◆ DOCUMENT TEXT
Understand My Dreams

Dreams chest

I was in an abandoned building with Mohammed Alsharif and this couple (whom I don't actually know but I seemed to know in the dream). The four of us were going to go somewhere and I ended up outside in the car (a yellow convertible) with the couple. The guy was driving and he started to drive off without Mohammed. I protested and the guy said something to the effect of 'screw him' and then said, 'He shouldn't lag behind.' I got highly offended and demanded we go back. The guy refused; I argued; he refused. So, I told him to let me out. He woudn't. So, we argued about that until I told him this was kidnapping and got my phone out to call the police. I was deposited on a dark, rain-slicked skid row street. It was very dark and I started to walk back to the apartment to find Mohammed. I got to the upstairs doorway - a kind of doorway without a door to a landing with cracked and abused plaster, the cement floors covered in dust and debris - and he was there. "I'm so sorry, I said. "No problem," he shrugged in classic Mohammed fashion. "No, it's terrible. They were going to leave without you." "It's okay." Again, quintessential Mohammed casual shrug. "They're assholes. I'm so sorry. What should we do now?" I asked, thinking we would make alternate plans for the night out. He smiled in a cute, coy way and blushed as he shrugged his shoulders. I got the hint and smiled and blushed and looked down at my shoes. As I looked back up, he put his arms around my neck - very gently, very shyly - and leaned over to kiss me. It was gentle at first, but as I became more receptive, he got bolder. At one point, I gave a little whimper while he was kissing me and lips still on mine, he smiled and repeated my whimper mockingly. In this torrent of polite and demure passion, the boldest I could force myself to be was to press a hand to his chest. His hands never ventured beyond the back of my neck.

The other night I had a dream that I was holding my unborn child. I miscarried earlier this year so I assume it is that child I am holding. and I am shop0ping for baby clothes with my ex- boyfriend . and my ex- boyfriend gets shot. and they take him to the hospital. and then I see myself running with the child while trying not to be shot my someone else. then I get into a room with 2 other children in it and I lay on the floor next to the bed with my child on my chest. and I go to sleep

My dream was weird. I was sitting on the bathroom floor behind the door, kind of hiding from the view of the man who was in my house. He walked slowly into the bathroom picked up the gun from The bath tub and turned it towards me and shot me in the chest. The whole thing was silent, I did not scream, I opened my mouth but nothing came out, I wasn't trying to scream. I just accepted the shot. He turned and walked out leaving me for dead. But i did not die. I was waiting for what seemed like forever to just die. So when i realized I wasn't dying I reached over and called 911 but I couldn't remember my address. It was a new home i just moved to. (in real life I am currently on my way to the opposite side of Canada to move)

◆ TASK GOAL
From the first of the dream accounts, list in order each setting the dreamer is in. The records stand apart from the dream accounts and are a separate set of material.

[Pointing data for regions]
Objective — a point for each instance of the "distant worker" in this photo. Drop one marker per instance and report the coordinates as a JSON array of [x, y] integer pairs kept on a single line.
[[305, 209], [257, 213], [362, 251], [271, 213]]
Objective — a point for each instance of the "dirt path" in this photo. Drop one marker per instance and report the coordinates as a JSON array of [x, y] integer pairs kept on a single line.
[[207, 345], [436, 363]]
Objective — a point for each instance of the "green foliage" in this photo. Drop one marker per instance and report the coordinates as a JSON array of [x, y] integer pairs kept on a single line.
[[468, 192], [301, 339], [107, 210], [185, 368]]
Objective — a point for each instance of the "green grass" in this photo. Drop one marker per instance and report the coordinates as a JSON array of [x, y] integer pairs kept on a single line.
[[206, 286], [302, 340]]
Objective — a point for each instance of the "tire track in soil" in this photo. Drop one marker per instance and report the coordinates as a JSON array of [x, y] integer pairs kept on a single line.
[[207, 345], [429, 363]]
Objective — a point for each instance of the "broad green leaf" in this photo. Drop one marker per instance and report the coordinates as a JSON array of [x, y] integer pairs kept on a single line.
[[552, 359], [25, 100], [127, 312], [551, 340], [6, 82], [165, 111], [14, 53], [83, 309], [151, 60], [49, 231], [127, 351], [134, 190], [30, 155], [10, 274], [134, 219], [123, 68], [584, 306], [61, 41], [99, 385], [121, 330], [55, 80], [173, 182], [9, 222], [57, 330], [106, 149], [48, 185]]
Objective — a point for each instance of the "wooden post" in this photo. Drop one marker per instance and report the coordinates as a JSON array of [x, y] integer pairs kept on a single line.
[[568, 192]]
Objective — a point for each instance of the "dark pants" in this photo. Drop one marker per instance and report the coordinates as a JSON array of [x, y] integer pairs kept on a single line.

◆ EXERCISE RESPONSE
1. An abandoned building
2. Outside in the car, a yellow convertible
3. A dark, rain-slicked skid row street
4. The upstairs doorway of the apartment, a landing with cracked plaster and dusty cement floors